Assignment: From the first line to the last, write out the records exactly, leaving the pictures behind.

Annotated photo localization data
# # # #

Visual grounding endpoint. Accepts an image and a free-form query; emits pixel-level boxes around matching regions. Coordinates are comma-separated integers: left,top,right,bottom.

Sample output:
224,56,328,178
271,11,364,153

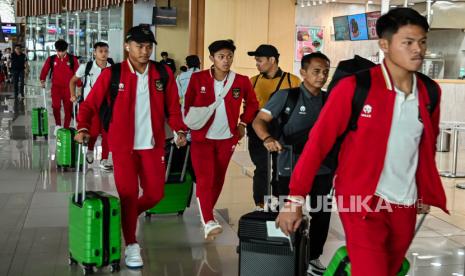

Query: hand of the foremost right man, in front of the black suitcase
276,201,303,236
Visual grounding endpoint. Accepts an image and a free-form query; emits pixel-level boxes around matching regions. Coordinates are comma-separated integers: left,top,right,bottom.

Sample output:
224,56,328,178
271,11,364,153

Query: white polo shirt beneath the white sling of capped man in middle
206,79,233,140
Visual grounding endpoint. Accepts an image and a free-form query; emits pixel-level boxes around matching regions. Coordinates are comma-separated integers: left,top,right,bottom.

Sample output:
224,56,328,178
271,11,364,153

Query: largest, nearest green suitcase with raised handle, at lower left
69,142,121,275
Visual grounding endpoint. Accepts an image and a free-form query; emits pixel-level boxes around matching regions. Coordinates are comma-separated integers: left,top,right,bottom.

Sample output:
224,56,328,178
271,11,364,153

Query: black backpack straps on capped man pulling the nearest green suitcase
99,61,169,132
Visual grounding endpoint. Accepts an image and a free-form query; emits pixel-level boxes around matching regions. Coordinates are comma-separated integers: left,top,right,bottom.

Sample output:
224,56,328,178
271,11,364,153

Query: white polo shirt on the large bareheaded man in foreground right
375,75,423,205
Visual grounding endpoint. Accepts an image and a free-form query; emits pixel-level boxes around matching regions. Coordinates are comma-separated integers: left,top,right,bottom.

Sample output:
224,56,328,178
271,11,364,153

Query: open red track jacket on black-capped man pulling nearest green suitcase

# # # #

Solution:
Visual grounding endpoint. Accepts an image and a free-form query; emits pixel-level boxes around matching regions. Coordinates are comma-separated integers: left,top,right,bottom.

Sample output:
224,56,328,178
271,11,364,153


Query: hand of the foremost right man, in front of the black suitcase
276,201,303,236
Visual grounding endpoint. Accepts an image and a free-form query; emits pixel-level boxes around matching regions. Coordinates are comma-separated integers: left,top,right,bottom.

Sample output:
224,56,328,178
271,11,364,153

Query: white polo shirt beneath the white sling of capped man in middle
206,79,233,140
Visual grounding endpoint. Accepts an image and a free-form query; emits pixel-level boxes around matching regions. Coordinates are comma-separated integers: left,top,right,bottom.

Sample output:
224,56,328,178
271,11,364,153

Query: largest, nearest green suitcase with raised handle, at lower left
69,142,121,275
Visual grounding endpoint. Accepts an image and a free-form query; emits pixel-level boxes around matching regions. Coordinates are comma-separated integers: left,top,right,bottom.

Sample output:
224,56,328,178
271,11,364,153

Query: black backpack straps on capped man pulling the nearest green suitcase
99,61,169,132
Visual grounding endpoint. Accepts an image and a free-form query; emits pixel-level boxes around matching regions. Coordinates are comma-separated integers: left,top,right,bottom.

Sample output:
224,56,328,178
271,11,364,153

Query: white polo shirt on the large bareheaded man in foreground right
375,75,423,205
Visual grounding endpoint. Accepts an image and a free-form query; emits pixel-level boxes around matching regions. Coordinates are comma-separated integers: left,top,right,bottom.

Sample output:
224,56,328,178
271,11,364,153

Query: open red track jacket on black-capped man pulling nearest green suitcase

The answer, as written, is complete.